Add functional test for product telemetry

pleshakov · pleshakov · commit 04b783b357c8 · 2024-03-08T18:06:05.000-05:00
Problem: Ensure product telemetry feature is tested with a functional test Solution: - Add a functional test. - Because it requires a NGF with a custom built, it only runs when ginkgo runs with its label. Testing: Ran successfully: - make test TAG=$(whoami) GINKGO_LABEL=telemetry PLUS_ENABLED=true - make test TAG=$(whoami) GINKGO_LABEL=telemetry - make test TAG=$(whoami) # here telemetry test was skipped, but all the rest ran successfully ClOSES - #1640
diff --git a/tests/Makefile b/tests/Makefile
@@ -13,6 +13,8 @@ GINKGO_LABEL=
 GINKGO_FLAGS=
 NGF_VERSION=
 CI=false
+TELEMETRY_ENDPOINT=
+TELEMETRY_ENDPOINT_INSECURE=
 
 ifneq ($(GINKGO_LABEL),)
     override GINKGO_FLAGS += -ginkgo.label-filter "$(GINKGO_LABEL)"

# # # #

__TASK DETAILS__
Reproduce the commit text above on adding a functional test for product telemetry, word for word, from its title line through the last line of the diff.

__RAW DATA__
# # # #

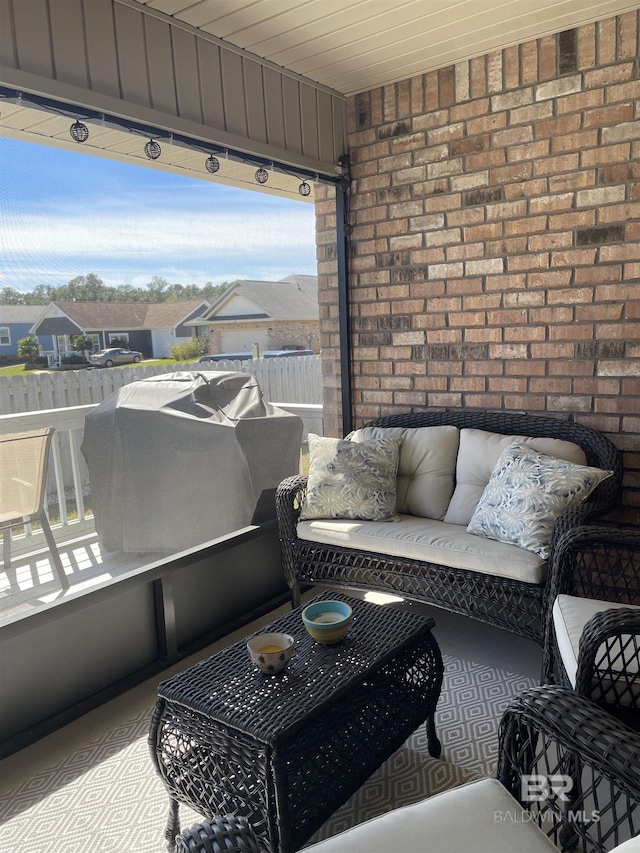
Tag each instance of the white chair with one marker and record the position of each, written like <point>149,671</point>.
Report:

# # # #

__OUTPUT__
Add functional test for product telemetry

pleshakov · pleshakov · commit 04b783b357c8 · 2024-03-08T18:06:05.000-05:00
Problem: Ensure product telemetry feature is tested with a functional test Solution: - Add a functional test. - Because it requires a NGF with a custom built, it only runs when ginkgo runs with its label. Testing: Ran successfully: - make test TAG=$(whoami) GINKGO_LABEL=telemetry PLUS_ENABLED=true - make test TAG=$(whoami) GINKGO_LABEL=telemetry - make test TAG=$(whoami) # here telemetry test was skipped, but all the rest ran successfully ClOSES - #1640
diff --git a/tests/Makefile b/tests/Makefile
@@ -13,6 +13,8 @@ GINKGO_LABEL=
 GINKGO_FLAGS=
 NGF_VERSION=
 CI=false
+TELEMETRY_ENDPOINT=
+TELEMETRY_ENDPOINT_INSECURE=
 
 ifneq ($(GINKGO_LABEL),)
     override GINKGO_FLAGS += -ginkgo.label-filter "$(GINKGO_LABEL)"